ALASKA ZİRVESİ: RUSYA-UKRAYNA SAVAŞINDA SONA DOĞRU MU?
Trump ve Putin arasında Alaska’da gerçekleşecek olan zirve hem sembolik olarak hem de dünya politikası ve Rusya-Ukrayna savaşı açısından büyük öneme haiz.
İstanbul
Siyaset Bilimci Dr. Ümit Nazmi Hazır, Trump ve Putin arasında Alaska’da yapılacak olan görüşmenin iki taraf için de ne anlama geldiğini ve Rusya-Ukrayna savaşına olası etkilerini kaleme aldı.
***
15 Ağustos’ta ABD Başkanı Donald Trump ve Rusya Devlet Başkanı Vladimir Putin arasında Alaska’da gerçekleşecek olan zirve hem sembolik olarak hem de dünya politikası ve Rusya-Ukrayna savaşı açısından büyük öneme haiz. Görüşmede Rusya-ABD ilişkileri de ele alınacak olmakla birlikte, odak noktası, üç yılı aşkın süredir devam eden ve yıpratma savaşına dönüşen Rusya-Ukrayna savaşı olacak. Görüşmenin gerçekleşeceği yer ise şaşırtıcı ve beklenmedik bir şekilde Alaska oldu.

## Kısa alıştırma 1
Belge bölümüne göre şu soruları cevaplayın:
(a) Trump ile Putin arasındaki zirve hangi tarihte yapılacak?
(b) Görüşmenin olası etkilerini kim kaleme aldı?
(c) Rusya-Ukrayna savaşı ne kadar süredir devam ediyor?

## Girdi kayıtları
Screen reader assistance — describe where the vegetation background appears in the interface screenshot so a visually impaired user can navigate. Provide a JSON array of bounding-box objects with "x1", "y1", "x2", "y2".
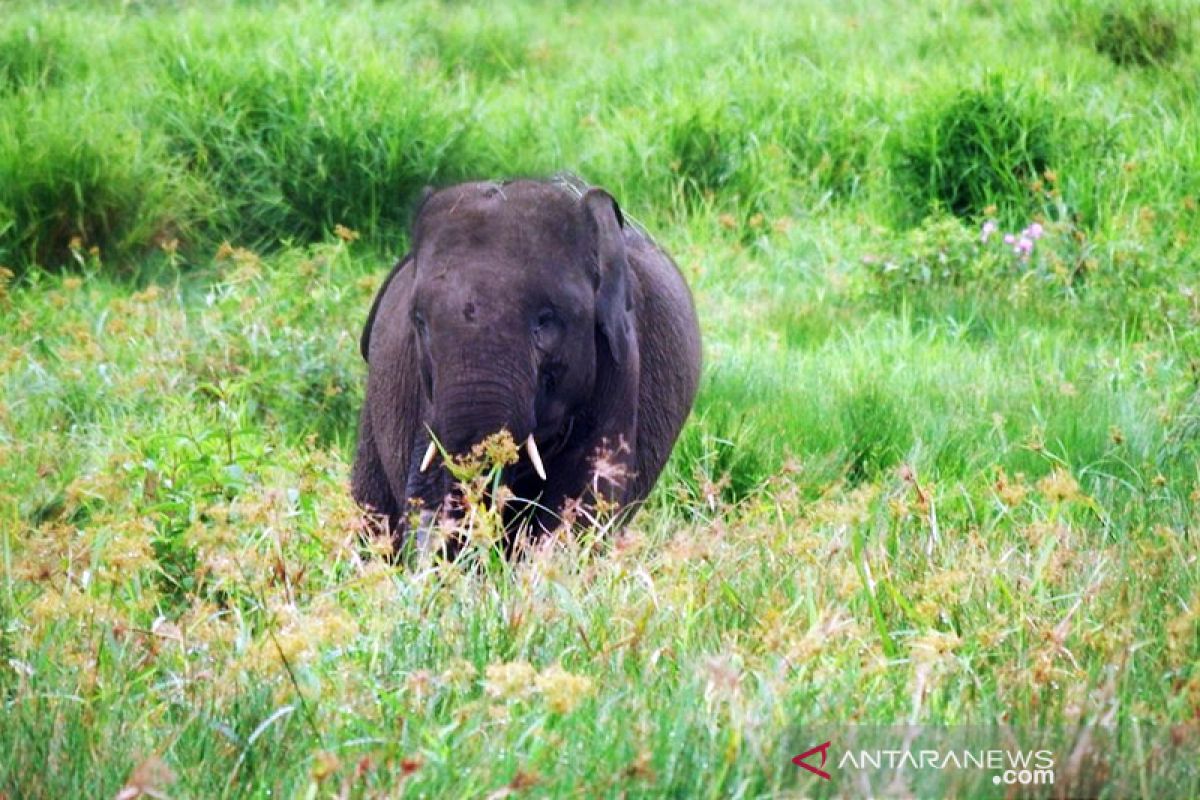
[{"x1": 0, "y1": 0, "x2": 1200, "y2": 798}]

---

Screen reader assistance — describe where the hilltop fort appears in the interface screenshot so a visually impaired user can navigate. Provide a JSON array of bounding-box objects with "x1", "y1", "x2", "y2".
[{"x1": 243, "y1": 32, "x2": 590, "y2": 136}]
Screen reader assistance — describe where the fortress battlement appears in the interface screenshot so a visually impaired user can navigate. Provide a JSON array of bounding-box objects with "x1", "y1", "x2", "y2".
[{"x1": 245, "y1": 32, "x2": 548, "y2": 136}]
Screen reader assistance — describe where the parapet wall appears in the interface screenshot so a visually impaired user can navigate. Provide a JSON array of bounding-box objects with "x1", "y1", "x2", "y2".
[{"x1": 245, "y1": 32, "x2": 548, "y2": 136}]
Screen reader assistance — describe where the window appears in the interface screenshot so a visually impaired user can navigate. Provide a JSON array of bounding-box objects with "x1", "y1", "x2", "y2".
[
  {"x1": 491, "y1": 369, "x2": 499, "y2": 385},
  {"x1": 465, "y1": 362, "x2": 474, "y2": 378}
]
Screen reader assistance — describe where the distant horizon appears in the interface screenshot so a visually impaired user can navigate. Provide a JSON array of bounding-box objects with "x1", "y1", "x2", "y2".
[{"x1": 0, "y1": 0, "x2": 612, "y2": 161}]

## Kısa alıştırma 2
Kayıtlarda "Screen" kelimesini içeren satırların hepsini listeleyin. Büyük ve küçük harf ayrımı dikkate alınır.

## Yazılı cevap 1
(a) 15 Ağustos'ta.
(b) Siyaset Bilimci Dr. Ümit Nazmi Hazır.
(c) Üç yılı aşkın süredir.

## Yazılı cevap 2
Screen reader assistance — describe where the vegetation background appears in the interface screenshot so a visually impaired user can navigate. Provide a JSON array of bounding-box objects with "x1", "y1", "x2", "y2".
Screen reader assistance — describe where the hilltop fort appears in the interface screenshot so a visually impaired user can navigate. Provide a JSON array of bounding-box objects with "x1", "y1", "x2", "y2".
Screen reader assistance — describe where the fortress battlement appears in the interface screenshot so a visually impaired user can navigate. Provide a JSON array of bounding-box objects with "x1", "y1", "x2", "y2".
Screen reader assistance — describe where the parapet wall appears in the interface screenshot so a visually impaired user can navigate. Provide a JSON array of bounding-box objects with "x1", "y1", "x2", "y2".
Screen reader assistance — describe where the window appears in the interface screenshot so a visually impaired user can navigate. Provide a JSON array of bounding-box objects with "x1", "y1", "x2", "y2".
Screen reader assistance — describe where the distant horizon appears in the interface screenshot so a visually impaired user can navigate. Provide a JSON array of bounding-box objects with "x1", "y1", "x2", "y2".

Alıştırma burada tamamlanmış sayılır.